Goal of the exercise:
For the string "jacket", work out how many lines of the data contain it and give that number with nothing added.

Extracted records
■ ■ ■ ■

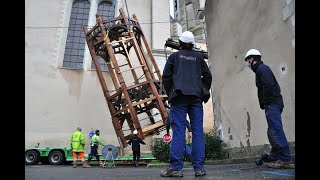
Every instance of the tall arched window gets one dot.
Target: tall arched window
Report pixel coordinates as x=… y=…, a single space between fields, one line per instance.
x=106 y=11
x=74 y=51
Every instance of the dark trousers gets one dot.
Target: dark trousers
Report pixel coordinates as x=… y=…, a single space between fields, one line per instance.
x=93 y=152
x=277 y=138
x=136 y=156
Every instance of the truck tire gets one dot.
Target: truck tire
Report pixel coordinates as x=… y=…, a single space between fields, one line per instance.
x=56 y=157
x=32 y=157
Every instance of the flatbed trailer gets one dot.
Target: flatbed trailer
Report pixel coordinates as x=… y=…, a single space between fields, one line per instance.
x=64 y=155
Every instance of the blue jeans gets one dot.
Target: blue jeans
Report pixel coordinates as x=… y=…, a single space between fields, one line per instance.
x=277 y=138
x=178 y=114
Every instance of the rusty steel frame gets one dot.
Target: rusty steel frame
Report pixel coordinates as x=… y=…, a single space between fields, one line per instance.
x=117 y=36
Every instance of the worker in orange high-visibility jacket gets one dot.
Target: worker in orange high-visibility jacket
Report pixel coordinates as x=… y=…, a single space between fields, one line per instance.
x=77 y=145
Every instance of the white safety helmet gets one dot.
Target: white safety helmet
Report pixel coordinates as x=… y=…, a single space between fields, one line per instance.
x=252 y=52
x=187 y=37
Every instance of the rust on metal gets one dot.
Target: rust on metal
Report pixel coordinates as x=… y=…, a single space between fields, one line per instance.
x=137 y=94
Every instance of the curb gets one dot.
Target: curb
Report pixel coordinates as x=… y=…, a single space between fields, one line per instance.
x=223 y=162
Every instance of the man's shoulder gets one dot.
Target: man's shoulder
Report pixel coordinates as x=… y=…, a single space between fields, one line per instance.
x=263 y=68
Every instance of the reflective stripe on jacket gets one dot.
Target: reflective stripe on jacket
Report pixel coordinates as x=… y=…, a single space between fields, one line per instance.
x=96 y=139
x=77 y=141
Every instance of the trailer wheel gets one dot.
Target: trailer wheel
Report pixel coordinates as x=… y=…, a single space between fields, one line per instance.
x=56 y=157
x=32 y=157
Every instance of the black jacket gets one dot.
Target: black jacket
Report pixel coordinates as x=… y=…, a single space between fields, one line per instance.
x=268 y=87
x=135 y=140
x=184 y=73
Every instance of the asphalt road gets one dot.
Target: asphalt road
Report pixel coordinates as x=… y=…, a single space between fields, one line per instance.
x=248 y=171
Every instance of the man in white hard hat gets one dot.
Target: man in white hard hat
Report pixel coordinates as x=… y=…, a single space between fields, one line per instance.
x=184 y=76
x=136 y=141
x=270 y=100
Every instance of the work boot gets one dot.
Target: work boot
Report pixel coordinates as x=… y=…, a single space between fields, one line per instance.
x=101 y=163
x=200 y=172
x=281 y=165
x=169 y=172
x=86 y=164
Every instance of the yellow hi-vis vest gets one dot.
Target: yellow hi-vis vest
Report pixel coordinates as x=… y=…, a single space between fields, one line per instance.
x=96 y=140
x=77 y=141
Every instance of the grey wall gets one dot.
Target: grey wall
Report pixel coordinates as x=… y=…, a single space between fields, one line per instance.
x=234 y=27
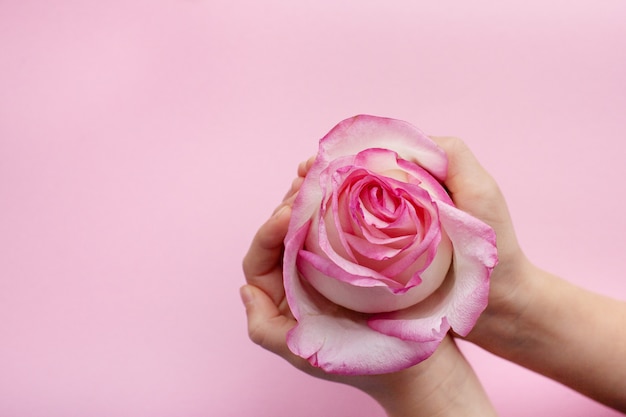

■ ■ ■ ■

Solved exercise:
6